- [Work task 1]:
Summarize the waterway cleanup report in two sentences.
- [Work task 2]:
Proceed with the waterway cleanup report, picking up after its final sentence.

[[ Text shown, beginning ]]

High school students brushed shoulders with Gilroy firefighters as river rats with a local environmental group and others hauled more than 40-cubic-yards of garbage from the waterway in just four hours Saturday morning.
Wearing gloves and boots, they came with the goal of cleaning up an area of town that accumulated large amounts of debris after the winter rains.
“There’s a proverb that says, ‘many hands make light work,’ and that proved to be true Saturday,” said Gilroy Chamber CEO Mark Turner, who partnered in the project with Herman Garcia, founder of the Gilroy-based conservations group, CHEER.
“We were able to achieve our goal much more quickly than we anticipated,” Turner said,
Recology, the trash hauling and recycling firm, donated two 20-cubic-yard dumpsters, which filled quickly. Among debris pulled from the creek bed beneath bridges and roadways was food, human waste, a used hypodermic needle and other unsanitary items.
“This was awesome,” Garcia said as a smile beamed across his face near the completion of the cleanup effort—despite having pulled a muscle early in the day.
Personnel belongings such as a stack of elementary school homework, clothing, prescription medications and a guitar case made it obvious that a growing homeless population calls the waterway home.
One volunteer, a division chief with the Gilroy Fire Department, observed that the city’s bridges and overpasses have become the go-to location for the homeless when emergency shelters fill up.
“These are the places they hang and this is where they get whatever privacy they can,” said Colin Martin, as he pulled debris from the footbridge at IOOF Avenue not far from Rebekah Children’s Services.
Graffiti, some of it obscene and anti-law enforcement, covered the underbelly of the footbridge. “We have the only armory in the county that is open right now and that tends to draw people down here,” he said.
In the weeks prior to Saturday’s cleanup, Gilroy police informed the homeless along Miller Slough they would need to move and advised them to keep important belongings with them.
Garcia said he distributed garbage bags to the homeless separately and let them know his intention is to simply keep the waterways clean for everyone.

[[ Text shown, end ]]
[[ Excerpted records, beginning ]]

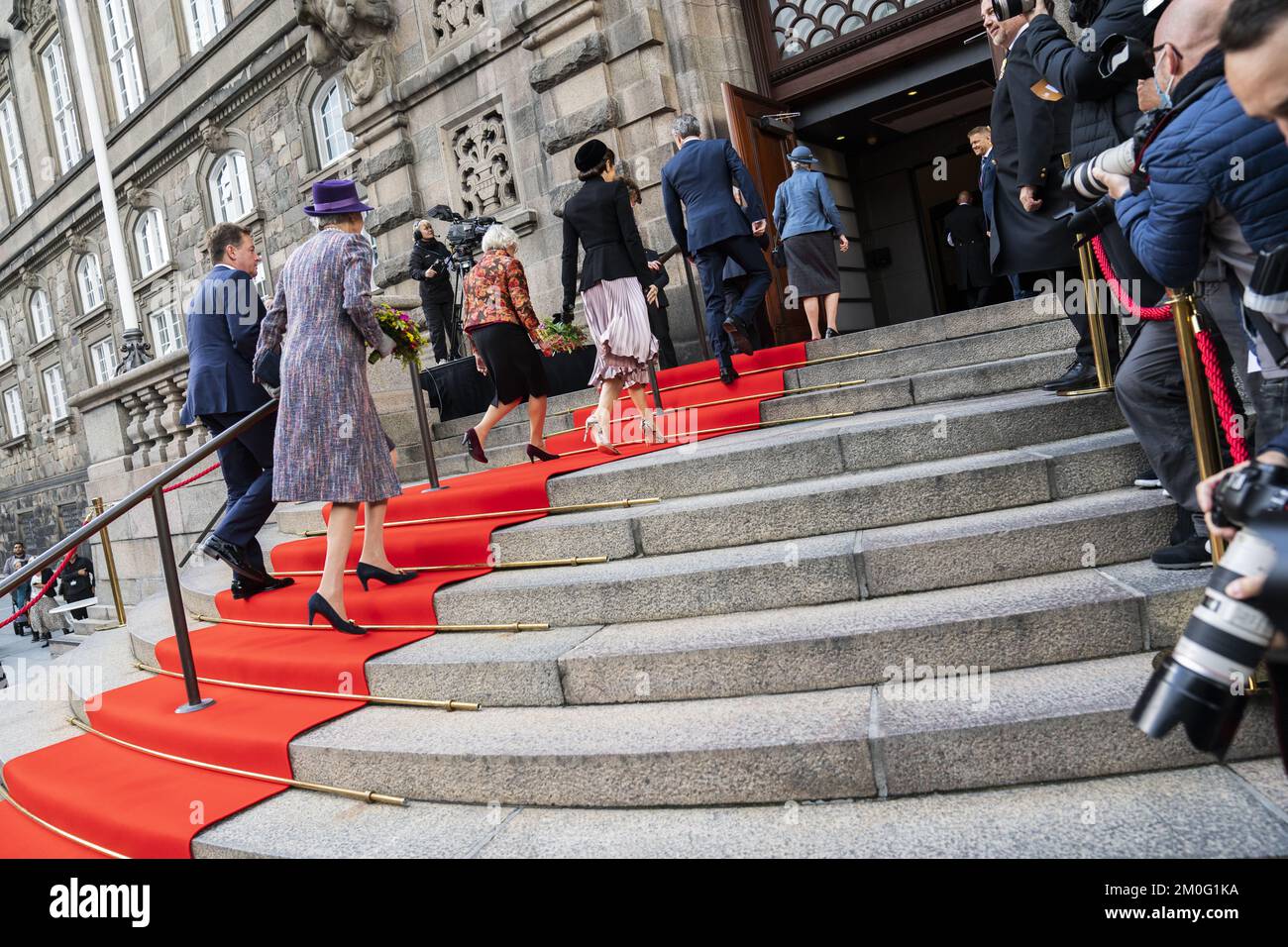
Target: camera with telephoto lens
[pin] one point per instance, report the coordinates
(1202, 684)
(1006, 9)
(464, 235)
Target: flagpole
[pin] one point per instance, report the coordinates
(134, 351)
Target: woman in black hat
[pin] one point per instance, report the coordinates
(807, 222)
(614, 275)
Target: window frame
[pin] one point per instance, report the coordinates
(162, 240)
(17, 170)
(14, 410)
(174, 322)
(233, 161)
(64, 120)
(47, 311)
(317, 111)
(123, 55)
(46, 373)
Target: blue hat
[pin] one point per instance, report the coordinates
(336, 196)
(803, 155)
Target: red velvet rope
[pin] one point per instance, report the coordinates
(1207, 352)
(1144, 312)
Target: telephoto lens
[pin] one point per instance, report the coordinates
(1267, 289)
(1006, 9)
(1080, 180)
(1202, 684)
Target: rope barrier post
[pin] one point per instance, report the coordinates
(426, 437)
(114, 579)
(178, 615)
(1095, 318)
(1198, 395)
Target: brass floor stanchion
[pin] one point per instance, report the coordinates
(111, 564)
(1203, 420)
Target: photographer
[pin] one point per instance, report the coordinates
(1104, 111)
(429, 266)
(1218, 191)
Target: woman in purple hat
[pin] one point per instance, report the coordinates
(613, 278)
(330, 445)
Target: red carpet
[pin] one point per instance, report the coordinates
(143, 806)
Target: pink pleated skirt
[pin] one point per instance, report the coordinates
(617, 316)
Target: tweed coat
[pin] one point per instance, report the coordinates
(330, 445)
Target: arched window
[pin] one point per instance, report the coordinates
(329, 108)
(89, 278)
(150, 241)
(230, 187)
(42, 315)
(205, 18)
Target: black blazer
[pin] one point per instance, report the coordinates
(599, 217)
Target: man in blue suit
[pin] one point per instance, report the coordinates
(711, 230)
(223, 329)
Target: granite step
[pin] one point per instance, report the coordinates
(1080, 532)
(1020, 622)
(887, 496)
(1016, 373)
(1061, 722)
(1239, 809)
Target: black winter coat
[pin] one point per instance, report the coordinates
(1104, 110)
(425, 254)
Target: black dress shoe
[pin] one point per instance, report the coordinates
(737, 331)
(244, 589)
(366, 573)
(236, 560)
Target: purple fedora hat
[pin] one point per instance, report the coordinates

[[ Excerpted records, end ]]

- [Answer box 1]:
High school students, Gilroy firefighters, members of a local environmental group and others removed more than 40 cubic yards of garbage from a Gilroy waterway in four hours on a Saturday morning, in a project that Gilroy Chamber CEO Mark Turner carried out with CHEER founder Herman Garcia. Personal belongings found among the debris showed that a growing homeless population lives along the waterway, and in the weeks before the cleanup, Gilroy police had told the people living along Miller Slough that they would need to move.

- [Answer box 2]:
“You’ve got to have tolerance, compassion and love in your heart when you’re dealing with these folks,” he added. “I tried to get them prepared to start the exodus out of the waterways and that doesn’t mean going from one section of creek to another; it means start looking for an alternative location outside of the waterways because that impacts everybody’s water quality.”
Every bit of debris drudged from the waterway could have been damaging if not removed, according to Garcia. Miller Slough connects to Llagas Creek, which flows to the Pajaro River and ultimately the Pacific Ocean.
“That’s why it’s important to get all the toxins and pollutants out, because all this has an impact on the watershed ecosystems and eventually all the wildlife in the protected Monterey Bay sanctuary,” Garcia said.
Styrofoam products, for example, are deadly to a wide range of marine life because the synthetic material breaks apart in water. As the pieces of Styrofoam float atop the water, giving the appearance of food, marine life ingests the substance but cannot digest it and it ultimately causes the animal’s death, Garcia explained.
While some high school students initially signed up to complete required community service hours, one student at the Dr. TJ Owens Gilroy Early College Academy said he was grateful to have participated.
“This is obviously a huge problem and I’m glad I came out,” said Anooj Desai as he wrangled cardboard boxes from beneath the footbridge at IOOF Avenue.
“The effort of our volunteers to clean up the creek is citizen activism at its best,” Turner said.
In a separate effort next month, the City of Gilroy is seeking hundreds of volunteers for an annual cleanup of Uvas Creek beginning at Christmas Hill Park, scheduled to take place at 9 a.m. April 25.